→ YOUR INSTRUCTIONS
Update the entries below by replacing "Tag one point per instance" with "Mark one point for each instance" wherever it appears, keeping everything else the same.

→ RECORDS FOR THIS EXERCISE
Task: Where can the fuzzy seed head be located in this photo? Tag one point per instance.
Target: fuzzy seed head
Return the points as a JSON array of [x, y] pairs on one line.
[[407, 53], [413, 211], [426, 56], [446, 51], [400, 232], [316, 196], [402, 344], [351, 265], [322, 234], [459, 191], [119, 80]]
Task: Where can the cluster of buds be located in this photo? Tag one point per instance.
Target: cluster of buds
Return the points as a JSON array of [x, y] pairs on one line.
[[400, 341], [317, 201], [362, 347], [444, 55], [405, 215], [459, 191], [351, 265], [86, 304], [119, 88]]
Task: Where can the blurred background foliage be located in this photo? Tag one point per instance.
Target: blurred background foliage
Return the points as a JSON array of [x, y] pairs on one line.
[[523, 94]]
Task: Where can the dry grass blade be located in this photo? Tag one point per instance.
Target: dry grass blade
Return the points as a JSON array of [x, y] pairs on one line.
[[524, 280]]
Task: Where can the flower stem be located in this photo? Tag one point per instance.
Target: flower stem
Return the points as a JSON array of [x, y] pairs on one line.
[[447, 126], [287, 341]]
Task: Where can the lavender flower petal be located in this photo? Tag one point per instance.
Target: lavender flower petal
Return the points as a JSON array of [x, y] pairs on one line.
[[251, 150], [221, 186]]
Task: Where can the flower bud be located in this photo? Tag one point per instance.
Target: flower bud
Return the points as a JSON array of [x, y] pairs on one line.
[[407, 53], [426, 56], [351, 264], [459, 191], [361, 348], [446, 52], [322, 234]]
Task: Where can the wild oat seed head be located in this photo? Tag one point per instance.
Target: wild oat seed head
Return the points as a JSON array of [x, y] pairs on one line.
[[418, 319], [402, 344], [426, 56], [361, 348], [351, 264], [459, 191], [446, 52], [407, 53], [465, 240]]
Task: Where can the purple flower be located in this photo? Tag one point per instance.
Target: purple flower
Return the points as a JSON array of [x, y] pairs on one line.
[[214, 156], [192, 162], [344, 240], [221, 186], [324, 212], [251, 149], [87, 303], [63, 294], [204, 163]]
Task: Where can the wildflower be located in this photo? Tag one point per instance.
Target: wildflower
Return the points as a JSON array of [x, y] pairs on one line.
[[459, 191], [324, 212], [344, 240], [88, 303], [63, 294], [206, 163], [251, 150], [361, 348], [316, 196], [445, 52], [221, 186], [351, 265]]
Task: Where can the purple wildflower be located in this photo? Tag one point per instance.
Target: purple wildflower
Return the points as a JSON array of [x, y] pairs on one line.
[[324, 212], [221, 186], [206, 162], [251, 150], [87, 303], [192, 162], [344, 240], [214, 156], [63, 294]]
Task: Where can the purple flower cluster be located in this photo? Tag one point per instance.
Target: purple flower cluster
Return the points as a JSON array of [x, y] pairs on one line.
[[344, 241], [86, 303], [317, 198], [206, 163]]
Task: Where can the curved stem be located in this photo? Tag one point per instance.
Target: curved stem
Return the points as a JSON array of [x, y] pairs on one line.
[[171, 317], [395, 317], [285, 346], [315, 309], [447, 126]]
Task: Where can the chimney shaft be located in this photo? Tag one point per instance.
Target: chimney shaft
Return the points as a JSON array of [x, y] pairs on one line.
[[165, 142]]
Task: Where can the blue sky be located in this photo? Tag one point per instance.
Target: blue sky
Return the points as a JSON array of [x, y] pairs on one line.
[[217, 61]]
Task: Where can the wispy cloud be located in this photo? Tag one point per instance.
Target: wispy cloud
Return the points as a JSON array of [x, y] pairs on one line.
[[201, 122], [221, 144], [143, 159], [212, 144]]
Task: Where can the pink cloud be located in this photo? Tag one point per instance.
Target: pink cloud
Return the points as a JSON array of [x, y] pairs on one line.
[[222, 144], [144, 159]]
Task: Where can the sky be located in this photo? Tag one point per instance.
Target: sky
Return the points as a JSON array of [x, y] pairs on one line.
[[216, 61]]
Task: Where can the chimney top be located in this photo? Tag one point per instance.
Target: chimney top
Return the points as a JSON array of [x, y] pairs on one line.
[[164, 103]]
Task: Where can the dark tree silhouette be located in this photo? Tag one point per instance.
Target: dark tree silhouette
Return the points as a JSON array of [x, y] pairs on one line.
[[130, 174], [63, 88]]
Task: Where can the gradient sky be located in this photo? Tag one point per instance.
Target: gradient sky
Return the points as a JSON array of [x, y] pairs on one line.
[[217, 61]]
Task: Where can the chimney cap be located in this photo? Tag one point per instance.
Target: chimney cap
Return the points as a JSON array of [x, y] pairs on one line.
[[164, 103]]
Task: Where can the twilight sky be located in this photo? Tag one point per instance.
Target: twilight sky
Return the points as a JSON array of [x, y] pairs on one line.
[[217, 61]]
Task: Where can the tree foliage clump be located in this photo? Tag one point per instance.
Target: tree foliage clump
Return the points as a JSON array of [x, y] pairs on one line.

→ OUTPUT
Task: Where can the fuzzy seed head be located in this photo? Mark one point for each instance.
Target: fuzzy seed head
Return the points as a JSON array of [x, y] pairs on one line.
[[407, 53], [413, 211], [426, 56], [446, 51], [400, 232], [316, 196], [402, 344], [351, 265], [322, 234], [459, 191], [119, 80]]
Task: Where can the cluster of buds be located in this photo? Mark one point for each instance.
Target: cluster of buds
Return the points as a JSON array of [x, y] pairs on one line.
[[400, 341], [317, 201], [362, 347], [444, 55], [405, 215], [459, 191], [351, 265], [86, 304], [119, 88]]
Task: Where can the blurred background foliage be located in this photo? Mark one point for each instance.
Target: blurred background foliage
Return the points as a JSON array of [x, y] pairs on one line.
[[523, 94]]
Task: Where can the dry grass blade be located in this photo? Mark one point for each instance.
Target: dry grass blade
Return the points as a JSON array of [x, y] pairs on one line.
[[524, 280]]
Task: Where can the flower stem be located in this photo? Mark one point for each instance.
Target: flower stem
Return the points as a JSON array of [x, y] pairs on one line.
[[447, 126], [287, 341]]
Task: Where can the lavender flower petal be located in this photo? Mark one point for each instance.
Target: lavender flower petal
Return the points as a JSON array of [x, y] pairs on one line.
[[251, 150], [221, 186]]
Task: Where can the flower bud be located in this photo? Mark one point for each instance.
Target: flower bud
Return the points as a JSON array of [x, y] pairs on one line.
[[407, 53], [426, 56], [351, 264], [459, 191], [361, 348], [446, 52], [322, 234]]
Task: Where can the wild oat seed head be located in this photo? Mark one point for each instance.
Target: wild oat seed head
Return the points as a JSON array of [x, y] pairs on one line.
[[418, 319], [402, 344], [426, 56], [361, 348], [351, 264], [459, 191], [446, 52], [407, 53], [465, 240]]
Task: Where can the purple flower be located in this photo? Mark one point for each instance.
Target: purple flower
Return the points as a JSON array of [x, y] pairs on one line.
[[214, 156], [192, 162], [344, 240], [221, 186], [324, 212], [251, 149], [87, 303], [63, 294], [204, 163]]
Task: Where can the wildflower be located in this photo? Mark one point for each instance.
Target: wildflower
Return the points as a JSON array of [x, y] pairs on one line.
[[459, 191], [324, 212], [344, 240], [88, 303], [63, 294], [206, 163], [251, 150], [361, 348], [316, 196], [445, 52], [221, 186], [351, 265]]
Task: Where can the purple wildflower be located in this photo? Mark one point for each instance.
Target: purple wildflower
Return the points as a JSON array of [x, y] pairs on one line.
[[324, 212], [221, 186], [206, 162], [251, 150], [87, 303], [192, 162], [344, 240], [214, 156], [63, 294]]
Task: Where can the purple flower cluster be located in this photo? Mark one point for each instance.
Target: purple flower cluster
Return the points as a JSON array of [x, y] pairs on one line.
[[344, 241], [86, 303], [317, 198], [206, 163]]
Task: Where can the curved stem be located in this photo? Mark one point for each instance.
Target: curved stem
Return the points as a JSON array of [x, y] pairs on one line.
[[171, 317], [395, 317], [285, 346], [315, 309], [447, 126]]
Task: Where can the chimney shaft be located in this photo? Mark one point for each instance.
Target: chimney shaft
Return the points as a JSON array of [x, y] pairs on one line.
[[165, 142]]
Task: Where can the blue sky be located in this photo? Mark one point for each instance.
Target: blue sky
Return the points as a JSON array of [x, y] pairs on one line.
[[217, 61]]
Task: Where can the wispy cloud be located in this photo? Mark one point for each instance.
Target: wispy cloud
Return the points as a JSON array of [x, y] pairs on one line.
[[201, 122], [221, 144], [143, 159], [212, 144]]
Task: Where can the pink cloud be located in this photo? Mark one point for each instance.
Target: pink cloud
Return the points as a JSON array of [x, y] pairs on one line.
[[222, 144], [144, 159]]
Task: Where can the sky be located in this photo? Mark one point for each instance.
Target: sky
Return the points as a JSON array of [x, y] pairs on one line.
[[216, 61]]
Task: Where can the chimney top be located in this photo? Mark one point for each instance.
Target: chimney top
Return the points as a JSON array of [x, y] pairs on one line.
[[164, 103]]
Task: Where can the dark tree silhouette be located in this photo? Mark one point for each instance.
Target: dark tree silhouette
Return the points as a JSON array of [x, y] pairs on one line.
[[130, 174], [63, 88]]
Task: Where can the gradient sky be located in this photo? Mark one point for each instance.
Target: gradient sky
Return the points as a JSON array of [x, y] pairs on one line.
[[217, 61]]
Task: Where can the chimney cap be located in this photo? Mark one point for each instance.
Target: chimney cap
Return the points as a JSON array of [x, y] pairs on one line.
[[164, 103]]
Task: Where can the twilight sky be located in this photo? Mark one point for each instance.
Target: twilight sky
Return the points as a JSON array of [x, y] pairs on one line.
[[217, 61]]
Task: Where can the tree foliage clump be located in this photo? Mark one point for each instance.
Target: tree foliage clump
Return the points as a JSON array of [x, y] pairs on one line.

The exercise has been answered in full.